(Rows from a pointing dataset)
==============================

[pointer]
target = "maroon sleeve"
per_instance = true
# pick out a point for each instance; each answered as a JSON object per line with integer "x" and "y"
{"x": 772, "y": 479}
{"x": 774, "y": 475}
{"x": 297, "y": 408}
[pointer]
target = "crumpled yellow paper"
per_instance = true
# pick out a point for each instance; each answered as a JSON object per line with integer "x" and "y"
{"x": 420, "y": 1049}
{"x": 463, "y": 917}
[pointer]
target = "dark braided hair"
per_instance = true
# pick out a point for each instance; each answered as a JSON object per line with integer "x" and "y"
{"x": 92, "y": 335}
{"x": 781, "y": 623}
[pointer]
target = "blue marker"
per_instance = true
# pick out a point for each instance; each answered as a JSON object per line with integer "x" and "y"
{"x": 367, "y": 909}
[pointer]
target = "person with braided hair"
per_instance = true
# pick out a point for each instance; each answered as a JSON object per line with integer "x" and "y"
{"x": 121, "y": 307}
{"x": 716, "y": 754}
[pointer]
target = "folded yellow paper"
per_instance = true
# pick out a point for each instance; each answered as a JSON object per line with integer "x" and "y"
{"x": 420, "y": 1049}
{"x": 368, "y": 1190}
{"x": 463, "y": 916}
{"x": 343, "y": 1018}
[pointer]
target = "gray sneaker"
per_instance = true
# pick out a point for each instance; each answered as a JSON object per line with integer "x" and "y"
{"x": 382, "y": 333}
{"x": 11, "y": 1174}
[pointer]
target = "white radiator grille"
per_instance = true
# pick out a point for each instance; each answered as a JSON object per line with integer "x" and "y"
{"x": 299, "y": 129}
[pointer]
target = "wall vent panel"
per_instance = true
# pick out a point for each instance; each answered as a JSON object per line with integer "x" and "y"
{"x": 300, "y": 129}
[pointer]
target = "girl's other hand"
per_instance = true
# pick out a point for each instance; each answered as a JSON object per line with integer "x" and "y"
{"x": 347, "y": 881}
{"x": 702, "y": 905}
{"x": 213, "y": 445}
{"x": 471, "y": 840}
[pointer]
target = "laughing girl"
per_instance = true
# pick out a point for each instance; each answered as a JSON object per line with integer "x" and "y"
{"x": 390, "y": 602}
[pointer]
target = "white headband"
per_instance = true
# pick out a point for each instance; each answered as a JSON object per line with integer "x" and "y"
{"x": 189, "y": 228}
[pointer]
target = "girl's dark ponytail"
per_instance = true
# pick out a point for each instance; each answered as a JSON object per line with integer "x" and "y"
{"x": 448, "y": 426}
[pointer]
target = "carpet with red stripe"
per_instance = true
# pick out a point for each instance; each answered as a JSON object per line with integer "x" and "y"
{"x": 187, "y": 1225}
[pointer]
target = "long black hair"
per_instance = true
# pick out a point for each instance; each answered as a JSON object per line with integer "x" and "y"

==============================

**Brief**
Your task is to repeat every entry exactly.

**Correct output**
[pointer]
target = "maroon sleeve"
per_instance = true
# pick out a point for each instance; each answered as a JSON object per line with integer "x" and "y"
{"x": 772, "y": 479}
{"x": 774, "y": 475}
{"x": 297, "y": 408}
[pointer]
target = "crumpled yellow paper"
per_instance = true
# pick out a point for each instance; each answered as a JSON object per line with integer "x" and "y"
{"x": 420, "y": 1049}
{"x": 463, "y": 917}
[pointer]
target = "dark braided hair"
per_instance = true
# pick out a point for each instance; each answered as a JSON object per line with integer "x" and "y"
{"x": 92, "y": 335}
{"x": 781, "y": 623}
[pointer]
target = "blue marker"
per_instance = true
# pick out a point for each instance; each answered as a JSON object per line with integer "x" and "y"
{"x": 367, "y": 909}
[pointer]
target = "person with braided hair"
per_instance = true
# pick out a point for each instance; each answered as a JSON object per line with integer "x" and "y"
{"x": 121, "y": 307}
{"x": 716, "y": 754}
[pointer]
target = "folded yellow paper"
per_instance = true
# pick out a point for each instance; each answered as a JSON object per line with integer "x" and "y"
{"x": 420, "y": 1049}
{"x": 368, "y": 1190}
{"x": 463, "y": 916}
{"x": 343, "y": 1018}
[pointer]
target = "gray sneaker"
per_instance = true
# pick out a point for each instance; each answered as a JSON object per line with integer "x" and "y"
{"x": 382, "y": 333}
{"x": 11, "y": 1174}
[pointer]
target = "white radiator grille"
per_instance = true
# pick out a point for each instance; each answered as a JSON object per line with integer "x" and "y"
{"x": 299, "y": 129}
[pointer]
target = "wall vent panel"
per_instance = true
# pick out a point for each instance; each answered as a JSON object per line with integer "x" and "y"
{"x": 300, "y": 129}
[pointer]
target = "girl's other hand"
per_instance = true
# pick out a point for each instance; each answered as a JSON object per line with integer "x" and "y"
{"x": 347, "y": 881}
{"x": 702, "y": 905}
{"x": 213, "y": 445}
{"x": 471, "y": 840}
[pointer]
target = "laughing girl"
per_instance = true
# pick out a point for each instance; each answered as a JSON object per line with integer "x" and "y"
{"x": 390, "y": 602}
[pointer]
target = "white headband"
per_instance = true
# pick out a point for each instance; each answered as a JSON object per line with integer "x" and "y"
{"x": 189, "y": 228}
[pointer]
target = "girl's dark ponytail"
per_instance = true
# pick out a point for each instance; each answered as a JSON object per line with integer "x" and "y"
{"x": 448, "y": 426}
[pointer]
target = "carpet with red stripe"
per_instance = true
# pick out a point for each instance; each answered as a JSON object per line with integer "x" and "y"
{"x": 187, "y": 1225}
[pointer]
target = "long black hair"
per_instance = true
# pick out a point for each instance; each answered as a JSON object per line with integer "x" and "y"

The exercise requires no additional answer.